Исходный фрагмент =>
■ ■ ■ ■ ■ ■ ■

Здесь – лирическая героиня как будто вся состоит из чужих вещей («нет ничего своего, всё взято взаймы») – одежда, причёска, привычки. Вся её реальность и вся её идентичность как мозаика собрана из мелочей, но по большому счету идентичность каждого из нас собирается по крупицам из любовно припрятанных воспоминаний, жестов, объектов. В этом смысле мы сами становимся этакой улиточкой, таскающей с собой вырванное, похищенное, подаренное, впитанное. А когда это чужое перемешивается, врастает и становится частью того самого уникального нашего «я», можно подумать о том, насколько сильно каждого человека создают и изменяют другие. И о том, что это самое «всё взаймы» не страшно, а совершенно буднично и обыкновенно. Оно делает тебя свободным – в том смысле что всё происходит правильно, каждый создает каждого. А любовь и близость - это скорее про неизбежное взаимное оставление следов друг в друге, следов, которые нельзя стереть и отменить, но которые и делают нас – нами.

***
Стихотворение Линор Горалик, опубликованное в личном блоге авторки, говорит с нами о непроговоренном страхе смерти, стоящим, в общем-то, за всей европейской культурой - но в 2020 обнажившимся особенно ярко.

всех растолкать и из всех умереть первым
первым же и подойти к ладье Харона
быть тем одним, чей обол ему ляжет в руку
выплыть вдвоём с ним на середину Стикса
резко Харона толкнуть и остаться единственным в лодке
к берегу мерно грести и у берега в лодке усесться
ждать, когда на берегу замаячат знакомые тени,
в пальцах оболы вертя и слюну с них подолом стирая;
лодку рукой обвести и сказать этим теням открыто: 
«видите груды монет? что мне делать прикажете с ними?
рыбам кидать? покупать на них воду и ветер?
нет, мне не надо обола; но вместо того я желаю 
чтобы монеты свои закопали вы в жирную землю 
ближнего поля и водами Стикса полили,
солью посыпали, "крекс, фекс и пекс" прошептали
и постарались заснуть. Утром же волей моею
в поле оболы взойдут, и на каждом из древ по десятку
новых оболов. В ту пору прибудут другие
мёртвые души; пускай они тоже сажают; 
я же из этого чёлна продолжу учить вас, как ныне.»
тот же, кто спросит: "Зачем нам, Господь Иисусе, такие деньжища?"
будет мной лично низвержен во ад, где котлы и чесотка, 
ибо не я ли за ваши грехи оказался здесь первым
первым я умер за вас ради тяжкой работы, 
всех растолкал, повредил указательный палец, 
взял на себя нашу общую трудную ношу; 
вон как сквозь чёрную воду уставилась морда Харона
страшными мёртвыми зенками, - греки не дремлют, 
самаритяне не дремлют, укропы и американцы: 
каждое дерево - "моська", а пять деревец - и подлодка;    
глянешь на берег другой и подумаешь: «Где-то там деду не спится.

■ ■ ■ ■ ■ ■ ■

Записи данных =>
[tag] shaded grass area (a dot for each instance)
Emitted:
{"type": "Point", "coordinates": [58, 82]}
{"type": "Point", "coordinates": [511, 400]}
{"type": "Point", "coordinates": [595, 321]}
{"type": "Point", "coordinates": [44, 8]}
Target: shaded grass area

■ ■ ■ ■ ■ ■ ■

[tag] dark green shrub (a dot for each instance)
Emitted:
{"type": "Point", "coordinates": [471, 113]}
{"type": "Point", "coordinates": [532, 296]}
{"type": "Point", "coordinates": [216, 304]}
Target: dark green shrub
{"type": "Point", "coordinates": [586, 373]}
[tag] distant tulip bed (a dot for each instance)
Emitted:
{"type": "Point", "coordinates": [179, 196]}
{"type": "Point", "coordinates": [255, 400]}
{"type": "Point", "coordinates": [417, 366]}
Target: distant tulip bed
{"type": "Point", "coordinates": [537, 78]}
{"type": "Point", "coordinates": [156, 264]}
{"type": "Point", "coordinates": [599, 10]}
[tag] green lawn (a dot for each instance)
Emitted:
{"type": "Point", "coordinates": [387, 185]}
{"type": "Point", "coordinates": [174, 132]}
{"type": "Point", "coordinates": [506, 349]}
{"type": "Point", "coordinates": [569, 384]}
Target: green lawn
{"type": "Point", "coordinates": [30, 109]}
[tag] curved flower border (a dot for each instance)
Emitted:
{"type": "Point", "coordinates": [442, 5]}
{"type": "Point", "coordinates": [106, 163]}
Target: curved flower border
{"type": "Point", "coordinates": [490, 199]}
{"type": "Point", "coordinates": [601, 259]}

■ ■ ■ ■ ■ ■ ■

Перепиши дословно часть исходного фрагмента, начиная со слов «всех растолкать и» и заканчивая словами «прикажете с ними?».

Полный ответ =>
всех растолкать и из всех умереть первым
первым же и подойти к ладье Харона
быть тем одним, чей обол ему ляжет в руку
выплыть вдвоём с ним на середину Стикса
резко Харона толкнуть и остаться единственным в лодке
к берегу мерно грести и у берега в лодке усесться
ждать, когда на берегу замаячат знакомые тени,
в пальцах оболы вертя и слюну с них подолом стирая;
лодку рукой обвести и сказать этим теням открыто: 
«видите груды монет? что мне делать прикажете с ними?